* [Document extract]

=-=-=-=-=

Spice Drug
Demi Moore may have smoked the synthetic marijuana drug Spice before being rushed to the hospital Monday night. Wikipedia

Demi Moore was rushed to the hospital Monday night after smoking a substance that observers are saying may likely have been Spice a hot, legal synthetic cannabis drug similar to incense and often called K2.

A new 911 call recording was released Friday by Los Angeles fire officials that reveals the frantic state of affairs as Moore was rushed to the hospital to be treated for what her publicist originally described as the catch-all exhaustion, but apparently was a much more serious incident, the AP reported early Saturday.

According to the caller on the recording, Moore smoked something before kind of shaking, convulsing, burning up, the caller said. Some form of [redacted by officials] and then she smoked something. I didn't really see. She's been having some issues lately with some other stuff. So I don't know what she's been taking or not.

Officials redacted the name of the substance which the caller named, citing privacy concerns, the AP reported, but the caller then went on to explain that Demi smoked something. It's not marijuana. It's similar to incense, sparking the hypothesis that what she had been smoking may have been spice or K2. The caller said Moore smoked it intentionally but clearly did not intend to incite a medical emergency.

=-=-=-=-=

Records excerpted from a collection:
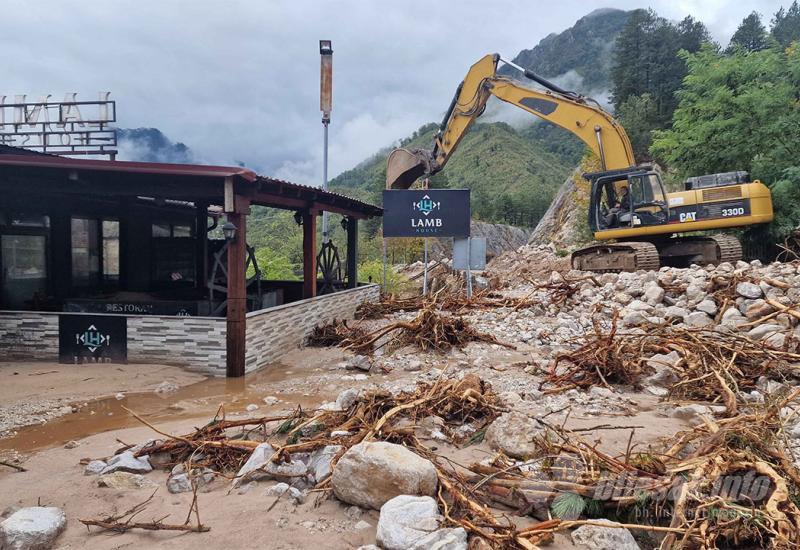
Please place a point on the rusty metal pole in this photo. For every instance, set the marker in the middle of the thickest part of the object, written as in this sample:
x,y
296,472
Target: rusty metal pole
x,y
325,105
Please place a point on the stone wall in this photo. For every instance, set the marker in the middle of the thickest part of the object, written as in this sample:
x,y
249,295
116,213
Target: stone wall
x,y
275,331
195,342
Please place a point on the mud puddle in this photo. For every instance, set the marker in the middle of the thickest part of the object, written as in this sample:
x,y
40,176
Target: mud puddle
x,y
198,400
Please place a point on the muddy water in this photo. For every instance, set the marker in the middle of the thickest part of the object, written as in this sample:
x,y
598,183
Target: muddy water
x,y
199,400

=-=-=-=-=

* [Problem to work on]
Carry on the news article about Demi Moore's hospitalization from the point where it ends.

* [Task answer]
Spice, a controversial drug commonly known as K2 and labeled as herbal incense is sold in small packets in head shops, tabbaconists, convenience stores and over the Internet. It often bears a label that says not for human consumption, in an effort to conceal its intended purpose of being inhaled by humans, rather than burned to create a pleasing aroma.

It has come increasingly under the radar of health advocates and regulators, who worry that it may not be so safe.

The National Office of Drug Control Policy says that in 2011 there were two times as many spice-related calls to Poison Control Centers across America as in 2010.

DEA Special Agent Gary Boggs discussed the controversial drug with CBS News in 2010:

'They'll market it as incense, or bath salts, Boggs told CBS. The fact that they're legal really is almost irrelevant. People are just basically playing Russian roulette with these every time they take them.

A wide range of adverse health effects are associated with the use of synthetic marijuana products like spice or K2,including anxiety, vomiting, racing heartbeat, seizures, hallucinations, and paranoid behavior, according to the AP.

Moore has had a difficult last couple of months, all of which has been meticulously detailed in the press. It all began in November, when she announced that she and actor Ashton Kutcher were going to end their marriage after news broke that he had cheated on her with a much younger woman.

And on Friday, Millenium Films replaced Moore with Sarah Jessica Parker in the role of Gloria Steinem in its forthcoming movie, Lovelace, about famed porn star Linda Lovelace.